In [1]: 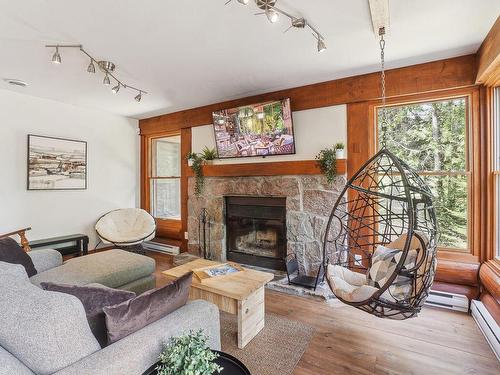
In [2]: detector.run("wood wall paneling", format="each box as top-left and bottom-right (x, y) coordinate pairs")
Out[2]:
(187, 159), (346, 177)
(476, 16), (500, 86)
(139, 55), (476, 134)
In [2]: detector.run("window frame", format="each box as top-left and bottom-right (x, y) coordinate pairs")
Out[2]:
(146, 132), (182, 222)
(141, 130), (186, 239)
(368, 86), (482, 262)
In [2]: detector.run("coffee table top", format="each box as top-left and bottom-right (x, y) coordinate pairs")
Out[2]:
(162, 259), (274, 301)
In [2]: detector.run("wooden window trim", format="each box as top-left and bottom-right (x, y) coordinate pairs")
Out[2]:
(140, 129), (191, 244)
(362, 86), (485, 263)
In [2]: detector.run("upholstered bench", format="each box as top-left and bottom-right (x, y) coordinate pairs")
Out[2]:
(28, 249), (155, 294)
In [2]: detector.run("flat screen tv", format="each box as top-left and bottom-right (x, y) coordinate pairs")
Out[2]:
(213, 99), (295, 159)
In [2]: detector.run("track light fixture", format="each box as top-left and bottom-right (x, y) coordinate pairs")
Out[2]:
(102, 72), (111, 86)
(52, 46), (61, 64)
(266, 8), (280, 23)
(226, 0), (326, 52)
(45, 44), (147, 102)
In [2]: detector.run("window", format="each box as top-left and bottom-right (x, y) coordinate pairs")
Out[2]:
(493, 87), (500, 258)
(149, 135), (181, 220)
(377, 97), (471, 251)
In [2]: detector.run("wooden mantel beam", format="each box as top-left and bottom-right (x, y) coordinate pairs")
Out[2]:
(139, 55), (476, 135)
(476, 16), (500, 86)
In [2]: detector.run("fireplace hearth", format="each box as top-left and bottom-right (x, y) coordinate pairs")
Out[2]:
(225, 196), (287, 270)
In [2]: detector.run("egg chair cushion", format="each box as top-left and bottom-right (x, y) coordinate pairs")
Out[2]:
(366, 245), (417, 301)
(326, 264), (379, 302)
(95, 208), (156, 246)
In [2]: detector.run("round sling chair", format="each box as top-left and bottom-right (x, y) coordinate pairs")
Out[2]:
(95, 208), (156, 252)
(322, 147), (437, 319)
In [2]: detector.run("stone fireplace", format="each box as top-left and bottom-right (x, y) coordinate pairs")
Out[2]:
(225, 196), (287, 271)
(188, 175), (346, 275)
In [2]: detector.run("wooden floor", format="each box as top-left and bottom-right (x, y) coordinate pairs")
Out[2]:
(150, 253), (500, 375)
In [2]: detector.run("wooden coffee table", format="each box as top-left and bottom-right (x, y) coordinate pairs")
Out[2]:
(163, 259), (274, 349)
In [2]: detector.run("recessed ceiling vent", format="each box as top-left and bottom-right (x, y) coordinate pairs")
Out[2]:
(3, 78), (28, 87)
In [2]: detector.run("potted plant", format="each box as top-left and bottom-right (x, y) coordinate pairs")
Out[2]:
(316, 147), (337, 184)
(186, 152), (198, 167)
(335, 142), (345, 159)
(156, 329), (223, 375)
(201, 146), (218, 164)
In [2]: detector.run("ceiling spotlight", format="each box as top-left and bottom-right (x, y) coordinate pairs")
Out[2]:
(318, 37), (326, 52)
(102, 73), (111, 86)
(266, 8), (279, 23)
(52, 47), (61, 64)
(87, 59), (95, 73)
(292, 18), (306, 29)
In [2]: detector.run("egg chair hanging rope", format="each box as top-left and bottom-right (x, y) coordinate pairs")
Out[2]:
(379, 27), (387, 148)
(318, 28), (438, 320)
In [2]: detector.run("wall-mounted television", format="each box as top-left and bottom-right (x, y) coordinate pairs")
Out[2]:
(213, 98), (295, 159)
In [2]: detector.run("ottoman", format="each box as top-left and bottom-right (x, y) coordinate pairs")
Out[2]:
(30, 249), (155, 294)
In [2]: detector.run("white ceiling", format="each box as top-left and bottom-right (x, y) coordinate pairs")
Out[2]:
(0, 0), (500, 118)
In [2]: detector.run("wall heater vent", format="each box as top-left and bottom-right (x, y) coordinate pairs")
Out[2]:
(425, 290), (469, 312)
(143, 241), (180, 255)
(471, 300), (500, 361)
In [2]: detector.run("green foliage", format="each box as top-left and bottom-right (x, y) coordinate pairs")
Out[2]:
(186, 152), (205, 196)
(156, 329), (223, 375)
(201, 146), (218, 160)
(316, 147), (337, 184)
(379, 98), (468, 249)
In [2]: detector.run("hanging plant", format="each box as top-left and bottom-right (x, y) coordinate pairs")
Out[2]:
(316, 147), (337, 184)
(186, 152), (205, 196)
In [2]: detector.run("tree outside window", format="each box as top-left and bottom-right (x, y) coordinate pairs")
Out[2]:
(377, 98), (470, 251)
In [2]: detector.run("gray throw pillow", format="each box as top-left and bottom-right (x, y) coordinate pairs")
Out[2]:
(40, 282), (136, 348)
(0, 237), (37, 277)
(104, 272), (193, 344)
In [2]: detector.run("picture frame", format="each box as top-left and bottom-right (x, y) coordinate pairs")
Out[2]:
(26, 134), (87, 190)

━━━━━━

→ **What is required**: Rewrite the listing above as a numbered list with one line per item, leaving out any blank lines and the pictures.

→ **Answer in full**:
1. In [1]: 
2. In [2]: detector.run("wood wall paneling", format="each box as top-left and bottom-right (x, y) coordinate pairs")
3. Out[2]:
4. (187, 159), (346, 177)
5. (476, 16), (500, 86)
6. (139, 55), (476, 134)
7. In [2]: detector.run("window frame", format="each box as top-left and bottom-right (x, y) coordinate pairs")
8. Out[2]:
9. (146, 132), (182, 222)
10. (141, 130), (186, 239)
11. (368, 86), (482, 262)
12. In [2]: detector.run("coffee table top", format="each box as top-left and bottom-right (x, y) coordinate pairs")
13. Out[2]:
14. (162, 259), (274, 301)
15. In [2]: detector.run("wooden window trim", format="each box as top-left and bottom-right (x, y) coordinate pairs")
16. Out[2]:
17. (140, 129), (191, 244)
18. (362, 86), (485, 263)
19. In [2]: detector.run("upholstered bench", format="each box as top-left and bottom-right (x, y) coordinate pairs")
20. Out[2]:
21. (28, 249), (155, 294)
22. In [2]: detector.run("flat screen tv", format="each box as top-left and bottom-right (x, y) coordinate pairs")
23. Out[2]:
24. (213, 99), (295, 159)
25. In [2]: detector.run("track light fixture", format="each box as top-left and bottom-right (x, y) coordinate pairs")
26. Out[2]:
27. (102, 72), (111, 86)
28. (52, 46), (61, 64)
29. (266, 8), (280, 23)
30. (226, 0), (326, 52)
31. (45, 44), (147, 102)
32. In [2]: detector.run("window", format="each box as top-left and bottom-right (x, y) coordinate pairs")
33. Out[2]:
34. (493, 87), (500, 258)
35. (149, 135), (181, 220)
36. (377, 97), (471, 251)
37. In [2]: detector.run("wooden mantel beam", format="each box as top-left and bottom-right (x, y) coordinate pairs")
38. Out[2]:
39. (139, 55), (476, 135)
40. (476, 16), (500, 86)
41. In [2]: detector.run("fireplace hearth", format="each box as top-left and bottom-right (x, y) coordinate pairs")
42. Out[2]:
43. (225, 196), (287, 270)
44. In [2]: detector.run("egg chair cushion", format="each box as top-left and bottom-right (x, y) coordinate pairs")
45. Out[2]:
46. (366, 245), (417, 301)
47. (326, 264), (379, 302)
48. (95, 208), (156, 246)
49. In [2]: detector.run("round sling chair", format="each box as top-left and bottom-right (x, y) coordinate pairs")
50. Out[2]:
51. (95, 208), (156, 252)
52. (322, 147), (437, 319)
53. In [2]: detector.run("stone fireplace", format="each box as top-left and bottom-right (x, y) coordinate pairs")
54. Out[2]:
55. (225, 196), (287, 271)
56. (188, 175), (346, 275)
57. In [2]: detector.run("wooden floor", format="each box as top-left and bottom-right (x, y) coordinate pairs")
58. Out[2]:
59. (150, 253), (500, 375)
60. In [2]: detector.run("wooden coffee table", format="each box as top-left and bottom-right (x, y) coordinate pairs")
61. Out[2]:
62. (163, 259), (274, 349)
63. In [2]: detector.run("recessed ceiling vent", format="each box as top-left and bottom-right (x, y) coordinate pairs")
64. Out[2]:
65. (3, 78), (28, 87)
66. In [2]: detector.run("potted plant", format="each box as top-left and bottom-right (x, y) coordinate pairs")
67. Out[2]:
68. (316, 147), (337, 184)
69. (186, 152), (198, 167)
70. (335, 142), (345, 159)
71. (156, 329), (223, 375)
72. (201, 146), (218, 164)
73. In [2]: detector.run("ceiling spotlight", format="each box as top-left and bottom-right (x, y) coordinate pairs")
74. Out[2]:
75. (318, 37), (326, 52)
76. (102, 73), (111, 86)
77. (266, 8), (279, 23)
78. (52, 47), (61, 64)
79. (87, 59), (95, 73)
80. (292, 18), (306, 29)
81. In [2]: detector.run("egg chair hanging rope", format="each box as top-left and bottom-right (x, y) coordinate pairs")
82. Out[2]:
83. (379, 27), (387, 148)
84. (318, 28), (438, 320)
85. In [2]: detector.run("wall-mounted television", format="each box as top-left and bottom-right (x, y) coordinate pairs")
86. Out[2]:
87. (213, 98), (295, 159)
88. In [2]: detector.run("ottoman", format="each box as top-left and bottom-right (x, y) coordinate pairs")
89. Out[2]:
90. (30, 249), (155, 294)
91. In [2]: detector.run("white ceiling", format="each box as top-left and bottom-right (x, y) coordinate pairs")
92. Out[2]:
93. (0, 0), (500, 118)
94. In [2]: detector.run("wall heater vent", format="each box as top-left and bottom-right (x, y) coordinate pairs")
95. Out[2]:
96. (425, 290), (469, 312)
97. (143, 241), (180, 255)
98. (471, 300), (500, 361)
99. In [2]: detector.run("green foliage", format="each box as top-left and bottom-right (x, y) coordinate pairs")
100. Out[2]:
101. (186, 152), (205, 196)
102. (156, 329), (223, 375)
103. (201, 146), (218, 160)
104. (316, 147), (337, 184)
105. (379, 98), (468, 249)
106. In [2]: detector.run("hanging plant", format="each box as top-left and bottom-right (x, y) coordinate pairs")
107. Out[2]:
108. (316, 147), (337, 184)
109. (186, 152), (205, 196)
110. In [2]: detector.run("tree outside window", format="each box as top-left and bottom-right (x, y) coordinate pairs")
111. Out[2]:
112. (377, 98), (470, 251)
113. In [2]: detector.run("gray throw pillow", format="each box as top-left and bottom-right (x, y) coordinate pairs")
114. Out[2]:
115. (40, 282), (136, 348)
116. (0, 237), (37, 277)
117. (104, 272), (193, 344)
118. In [2]: detector.run("picture frame", format="each box as top-left and bottom-right (x, y) coordinate pairs")
119. Out[2]:
120. (26, 134), (87, 190)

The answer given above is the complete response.